In the passage about buying a first house, what kind of trees did the house come with?

[PROVIDED TEXT]
━━━━━━
I bought my first house last May. I prayed intensely hard for my house every day for almost a year. Every moment my future abode came across my mind, I made a mental note of things to update Papa on. My requests extended past the personal into the impossible. I was specific in tree type, layout, color. Everything. Give or take a year, and God gave me more than my prayers demanded. He blessed me not with the pool I jokingly wanted, but the dragonfly wind chime, the Camellia japonica trees, the basketball hoop. He gave me the ability to run through all the rooms on the first floor without ever going back into the same room, the windows… I could go on for days. He heard every prayer. He had me wait, and then there was my house. I knew it was mine the moment I drove up the driveway.
━━━━━━
[EXTRACTED INFORMATION]
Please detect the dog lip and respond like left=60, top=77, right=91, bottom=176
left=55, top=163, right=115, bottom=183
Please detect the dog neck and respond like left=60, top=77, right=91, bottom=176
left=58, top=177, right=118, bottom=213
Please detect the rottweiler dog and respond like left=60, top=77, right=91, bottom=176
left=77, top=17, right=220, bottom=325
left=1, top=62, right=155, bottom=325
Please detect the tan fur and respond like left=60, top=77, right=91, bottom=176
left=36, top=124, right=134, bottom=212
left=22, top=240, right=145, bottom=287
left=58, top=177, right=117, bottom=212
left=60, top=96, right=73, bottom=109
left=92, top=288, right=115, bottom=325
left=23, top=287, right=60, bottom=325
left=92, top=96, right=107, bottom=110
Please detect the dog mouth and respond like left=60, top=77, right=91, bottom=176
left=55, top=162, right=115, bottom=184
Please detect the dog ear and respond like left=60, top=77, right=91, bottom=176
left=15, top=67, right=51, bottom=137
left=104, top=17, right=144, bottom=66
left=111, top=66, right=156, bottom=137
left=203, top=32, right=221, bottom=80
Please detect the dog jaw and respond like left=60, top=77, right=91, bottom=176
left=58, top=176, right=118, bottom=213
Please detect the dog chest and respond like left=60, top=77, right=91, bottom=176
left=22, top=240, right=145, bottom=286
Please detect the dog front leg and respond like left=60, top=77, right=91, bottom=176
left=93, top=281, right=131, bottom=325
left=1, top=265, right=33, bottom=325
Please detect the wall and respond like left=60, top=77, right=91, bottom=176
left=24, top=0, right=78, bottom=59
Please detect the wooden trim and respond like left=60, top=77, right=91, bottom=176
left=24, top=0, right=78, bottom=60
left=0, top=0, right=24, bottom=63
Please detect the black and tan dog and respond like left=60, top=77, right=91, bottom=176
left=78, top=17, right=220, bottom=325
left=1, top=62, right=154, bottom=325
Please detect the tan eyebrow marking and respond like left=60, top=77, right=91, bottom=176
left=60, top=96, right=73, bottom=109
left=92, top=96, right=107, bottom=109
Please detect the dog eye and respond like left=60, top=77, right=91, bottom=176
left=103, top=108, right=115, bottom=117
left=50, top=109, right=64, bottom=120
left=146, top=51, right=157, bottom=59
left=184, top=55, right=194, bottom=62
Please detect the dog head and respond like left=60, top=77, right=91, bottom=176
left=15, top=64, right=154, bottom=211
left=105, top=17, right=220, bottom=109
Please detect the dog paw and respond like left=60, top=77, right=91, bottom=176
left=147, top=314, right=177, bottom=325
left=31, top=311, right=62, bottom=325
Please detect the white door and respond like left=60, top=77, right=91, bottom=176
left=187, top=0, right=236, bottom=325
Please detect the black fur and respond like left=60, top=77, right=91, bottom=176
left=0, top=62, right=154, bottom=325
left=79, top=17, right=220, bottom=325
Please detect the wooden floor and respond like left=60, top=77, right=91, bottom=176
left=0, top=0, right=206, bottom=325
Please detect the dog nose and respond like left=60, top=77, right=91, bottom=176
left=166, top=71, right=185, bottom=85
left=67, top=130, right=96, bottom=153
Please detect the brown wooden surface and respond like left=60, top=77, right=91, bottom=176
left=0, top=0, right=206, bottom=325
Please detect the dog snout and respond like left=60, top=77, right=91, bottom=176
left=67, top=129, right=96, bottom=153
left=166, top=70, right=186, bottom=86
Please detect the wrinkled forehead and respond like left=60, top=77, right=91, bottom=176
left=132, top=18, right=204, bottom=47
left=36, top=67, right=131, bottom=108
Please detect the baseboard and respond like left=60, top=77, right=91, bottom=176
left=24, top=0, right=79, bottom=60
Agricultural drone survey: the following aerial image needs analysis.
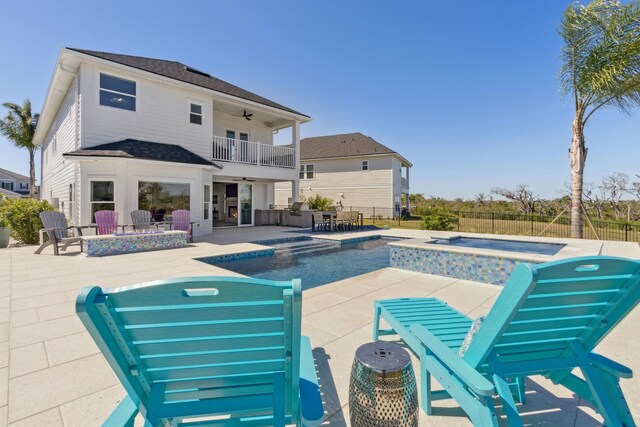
━━━━━━
[RESPONSE BELOW] Camellia japonica trees.